##### Seçilen metin #####

TAPU SİCİLİNİN TUTULMASINDAN DOĞAN ZARARLARDAN DEVLETİN TAZMİNAT SORUMLULUĞU – YENİLEME KADASTROSU (22/A)

Tapu Sicili Nedir?

Tapu sicili, taşınmazların hukuki ve fiziki durumlarını mülkiyet durumunu, ayni haklarını ve bunlara ilişkin hukuki işlemleri gösteren kamuya açık ve resmi kayıtlardır. Tapu sicili, 4721 sayılı Türk Medeni Kanunu’nun(TMK) Tapu Sicili başlıklı dördüncü kitabında düzenlenmiştir. Taşınmaz mülkiyetine ilişkin işlemler, hukuki güvenlik ve açıklık ilkeleri gereği tapu siciline tescil edilmek suretiyle yürütülür.

Tapu sicili resmi sicil niteliğindedir ve burada yapılan kayıtlar aksi ispat edilinceye kadar geçerlidir. Sicilin tutulmasında tapu sicilinin aleniyeti, tescilin açıklığı, güvenilirliği ve sicile güven ilkesi esas alınır. Bu kapsamda, sicile dürüstlük kuralına uygun olarak güvenerek işlem yapan üçüncü kişilerin hakları korunur.

Tapu sicili, ana siciller ve yardımcı siciller olmak üzere iki ana gruptan oluşur. Ana siciller içinde yevmiye defteri, tapu kütüğü, kat mülkiyeti kütüğü ve resmî belgeler yer alırken, yardımcı siciller arasında parselasyon planları, zabıt defterleri ve diğer yardımcı kayıtlar bulunur.

#####

Yapılacaklar:
(A) Tapu sicili metnine göre şu soruları yanıtlayın:
(i) Tapu sicili hangi kanunun hangi kitabında düzenlenmiştir?
(ii) Tapu sicilinde yapılan kayıtlar ne zamana kadar geçerlidir?
(iii) Yardımcı siciller arasında neler bulunur?
(B) Tapu sicili metnini kaldığı yerden sürdürün.
Aşağıdaki veriler bu işte kullanılmayacak.

##### Sağlanan veriler #####

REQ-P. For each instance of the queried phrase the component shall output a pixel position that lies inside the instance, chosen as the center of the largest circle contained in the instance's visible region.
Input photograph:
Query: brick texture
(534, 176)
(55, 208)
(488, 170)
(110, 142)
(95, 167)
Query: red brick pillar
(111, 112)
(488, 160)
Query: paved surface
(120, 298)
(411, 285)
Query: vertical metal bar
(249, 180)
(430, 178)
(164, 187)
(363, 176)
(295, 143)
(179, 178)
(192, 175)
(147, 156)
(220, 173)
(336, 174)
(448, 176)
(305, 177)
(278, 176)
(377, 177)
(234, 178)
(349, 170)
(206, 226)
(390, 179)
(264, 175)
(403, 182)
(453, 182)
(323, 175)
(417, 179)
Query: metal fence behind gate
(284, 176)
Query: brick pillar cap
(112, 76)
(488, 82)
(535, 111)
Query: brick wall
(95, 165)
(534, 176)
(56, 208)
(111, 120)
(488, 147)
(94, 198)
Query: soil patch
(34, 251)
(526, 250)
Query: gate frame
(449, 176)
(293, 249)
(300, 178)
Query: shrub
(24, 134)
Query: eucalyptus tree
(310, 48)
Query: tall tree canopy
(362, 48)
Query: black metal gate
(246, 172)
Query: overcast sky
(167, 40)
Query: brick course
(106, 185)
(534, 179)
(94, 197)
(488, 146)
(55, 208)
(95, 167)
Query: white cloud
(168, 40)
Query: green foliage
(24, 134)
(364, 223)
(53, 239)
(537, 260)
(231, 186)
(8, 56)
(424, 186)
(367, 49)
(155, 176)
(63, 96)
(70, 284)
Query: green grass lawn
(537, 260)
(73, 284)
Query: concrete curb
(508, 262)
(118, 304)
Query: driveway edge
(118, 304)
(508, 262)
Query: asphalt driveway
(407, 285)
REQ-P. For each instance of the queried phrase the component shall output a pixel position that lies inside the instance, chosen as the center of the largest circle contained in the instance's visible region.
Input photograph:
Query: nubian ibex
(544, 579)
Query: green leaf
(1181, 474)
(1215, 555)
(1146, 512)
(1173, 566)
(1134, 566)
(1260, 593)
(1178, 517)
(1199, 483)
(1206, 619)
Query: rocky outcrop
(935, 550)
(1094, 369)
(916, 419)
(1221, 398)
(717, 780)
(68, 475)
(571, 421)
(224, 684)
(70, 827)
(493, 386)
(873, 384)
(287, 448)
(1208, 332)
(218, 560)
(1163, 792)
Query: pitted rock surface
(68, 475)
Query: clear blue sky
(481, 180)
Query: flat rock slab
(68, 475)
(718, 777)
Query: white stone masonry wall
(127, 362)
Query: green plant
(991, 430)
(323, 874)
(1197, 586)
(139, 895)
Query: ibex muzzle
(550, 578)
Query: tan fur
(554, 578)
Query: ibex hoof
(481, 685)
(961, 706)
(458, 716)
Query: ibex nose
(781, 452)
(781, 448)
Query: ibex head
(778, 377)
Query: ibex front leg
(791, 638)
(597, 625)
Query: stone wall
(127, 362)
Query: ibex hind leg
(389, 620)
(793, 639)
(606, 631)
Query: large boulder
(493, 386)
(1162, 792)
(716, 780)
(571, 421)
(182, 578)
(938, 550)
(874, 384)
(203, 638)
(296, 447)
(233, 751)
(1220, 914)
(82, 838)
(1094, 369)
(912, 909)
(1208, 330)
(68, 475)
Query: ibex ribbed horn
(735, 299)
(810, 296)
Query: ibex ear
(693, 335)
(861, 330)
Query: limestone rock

#####

Sırayla yanıtlar:
(A)
(i) 4721 sayılı Türk Medeni Kanunu’nun Tapu Sicili başlıklı dördüncü kitabında.
(ii) Aksi ispat edilinceye kadar.
(iii) Parselasyon planları, zabıt defterleri ve diğer yardımcı kayıtlar.

(B)
TMK’da tapu sicilinde kayıtlı bilgilerin ilgililer tarafından incelenebilmesini ve bu bilgilere güvenerek işlem yapabilmesini sağlamak amacıyla aleniyet ilkesi getirilmiştir.

TMK m.1020, Tapu sicilinin açıklığı: “Tapu sicili herkese açıktır. İlgisini inanılır kılan herkes, tapu kütüğündeki ilgili sayfanın ve belgelerin tapu memuru önünde kendisine gösterilmesini veya bunların örneklerinin verilmesini isteyebilir. Kimse tapu sicilindeki bir kaydı bilmediğini ileri süremez.”

Bu ilkeye göre, tapu sicili herkesin incelemesine açık olup, sicilden haklı olarak haberdar olan kişilerin bu kayıtlara güvenerek işlem yapmaları hukuken korunmaktadır.

TMK m.1023: “Tapu kütüğündeki tescile iyiniyetle dayanarak mülkiyet veya bir başka aynî hak kazanan üçüncü kişinin bu kazanımı korunur.”

Devlet, tapu sicilinin tutulması ve korunmasından sorumludur. Ancak tapu sicilinde yapılan hatalar veya eksiklikler, kişilere ciddi zararlar doğurabilir. Bu tür zararların giderilmesi için devletin sorumluluğu gündeme gelir.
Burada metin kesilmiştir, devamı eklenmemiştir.